■ SUPPLIED PASSAGE ■
Live events will look different in a post-COVID-19 world—at least at first. While timelines and requirements will largely be dependent on your specific state and country, one thing is certain: Guest counts will be down, and accommodations for physical distancing will be a must.
To help event pros navigate this new terrain, event-planning software company AllSeated has launched a new physical distancing tool for mapping out socially distanced floorplans. The digital tool allows planners to easily measure seating distances, space out sanitary stations, and more, and can quickly be adjusted based on country, state, or local government regulations. Here's how it works.
For more public-facing events with theater-style seating, ticketing and box-office platform Ticketor.com has launched a seating chart tool that can be accessible to both event organizers and attendees. When guests are buying tickets and choosing their seats, an interactive tool enforces a certain number of vacant seats between each group. The feature is intended for ticketed events such as concerts, but it's also for free events such as church gatherings that may want to use a seating chart to enforce physical distancing.

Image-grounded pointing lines
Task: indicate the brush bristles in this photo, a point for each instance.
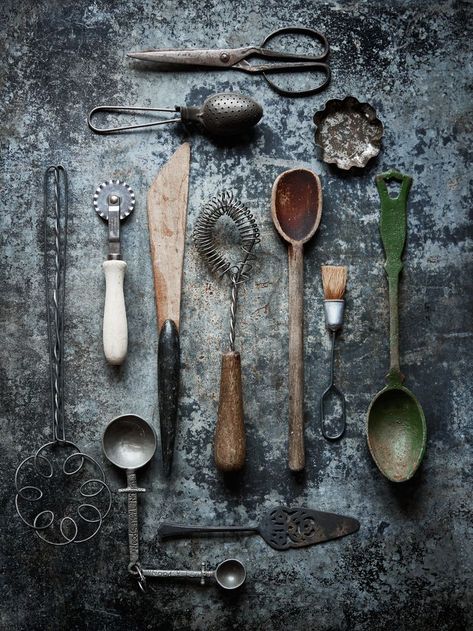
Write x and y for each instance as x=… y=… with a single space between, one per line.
x=334 y=280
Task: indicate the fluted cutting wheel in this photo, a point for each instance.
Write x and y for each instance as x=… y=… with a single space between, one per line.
x=110 y=188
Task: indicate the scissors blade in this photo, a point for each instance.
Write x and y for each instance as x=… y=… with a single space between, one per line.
x=219 y=58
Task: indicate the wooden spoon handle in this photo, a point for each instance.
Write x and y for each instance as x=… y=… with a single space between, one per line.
x=229 y=440
x=296 y=358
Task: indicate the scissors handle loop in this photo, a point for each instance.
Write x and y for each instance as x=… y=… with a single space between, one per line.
x=310 y=32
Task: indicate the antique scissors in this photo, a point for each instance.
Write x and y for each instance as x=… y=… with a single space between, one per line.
x=237 y=59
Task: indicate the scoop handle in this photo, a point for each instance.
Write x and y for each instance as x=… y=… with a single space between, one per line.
x=393 y=228
x=115 y=328
x=296 y=357
x=229 y=439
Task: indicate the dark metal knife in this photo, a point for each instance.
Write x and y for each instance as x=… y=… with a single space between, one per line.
x=167 y=219
x=282 y=528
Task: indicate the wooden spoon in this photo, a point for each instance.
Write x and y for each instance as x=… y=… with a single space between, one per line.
x=296 y=208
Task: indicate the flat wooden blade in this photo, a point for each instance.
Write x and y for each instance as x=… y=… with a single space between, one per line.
x=167 y=219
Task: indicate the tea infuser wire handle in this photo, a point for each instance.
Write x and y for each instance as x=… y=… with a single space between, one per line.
x=123 y=110
x=333 y=388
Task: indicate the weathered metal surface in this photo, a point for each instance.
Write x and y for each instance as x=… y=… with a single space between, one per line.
x=409 y=567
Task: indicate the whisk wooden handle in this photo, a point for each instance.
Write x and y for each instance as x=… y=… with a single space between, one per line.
x=229 y=440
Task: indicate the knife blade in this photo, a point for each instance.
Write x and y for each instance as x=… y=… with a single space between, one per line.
x=167 y=220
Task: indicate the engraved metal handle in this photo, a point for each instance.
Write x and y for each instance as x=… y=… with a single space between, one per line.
x=133 y=534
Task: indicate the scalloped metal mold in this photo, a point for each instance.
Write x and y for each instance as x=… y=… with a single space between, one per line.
x=348 y=132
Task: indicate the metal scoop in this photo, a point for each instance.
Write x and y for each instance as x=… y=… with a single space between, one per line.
x=229 y=574
x=129 y=443
x=223 y=114
x=397 y=431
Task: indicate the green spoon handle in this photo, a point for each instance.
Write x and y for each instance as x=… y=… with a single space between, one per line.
x=393 y=227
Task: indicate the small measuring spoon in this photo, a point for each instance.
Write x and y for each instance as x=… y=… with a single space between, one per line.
x=229 y=574
x=296 y=208
x=397 y=431
x=129 y=442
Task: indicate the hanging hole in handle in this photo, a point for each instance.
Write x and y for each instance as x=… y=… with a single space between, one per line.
x=394 y=187
x=333 y=413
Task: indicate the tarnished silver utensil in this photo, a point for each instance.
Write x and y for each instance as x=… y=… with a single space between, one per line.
x=222 y=114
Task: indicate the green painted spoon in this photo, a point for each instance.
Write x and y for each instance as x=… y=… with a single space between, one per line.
x=397 y=431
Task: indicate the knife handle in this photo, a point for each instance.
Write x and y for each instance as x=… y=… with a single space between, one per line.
x=229 y=440
x=115 y=328
x=168 y=388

■ WORK TO BE COMPLETED ■
Can you repeat the text on event distancing word for word, everything from "Live events will" down to "how it works."?

■ YOUR RESPONSE ■
Live events will look different in a post-COVID-19 world—at least at first. While timelines and requirements will largely be dependent on your specific state and country, one thing is certain: Guest counts will be down, and accommodations for physical distancing will be a must.
To help event pros navigate this new terrain, event-planning software company AllSeated has launched a new physical distancing tool for mapping out socially distanced floorplans. The digital tool allows planners to easily measure seating distances, space out sanitary stations, and more, and can quickly be adjusted based on country, state, or local government regulations. Here's how it works.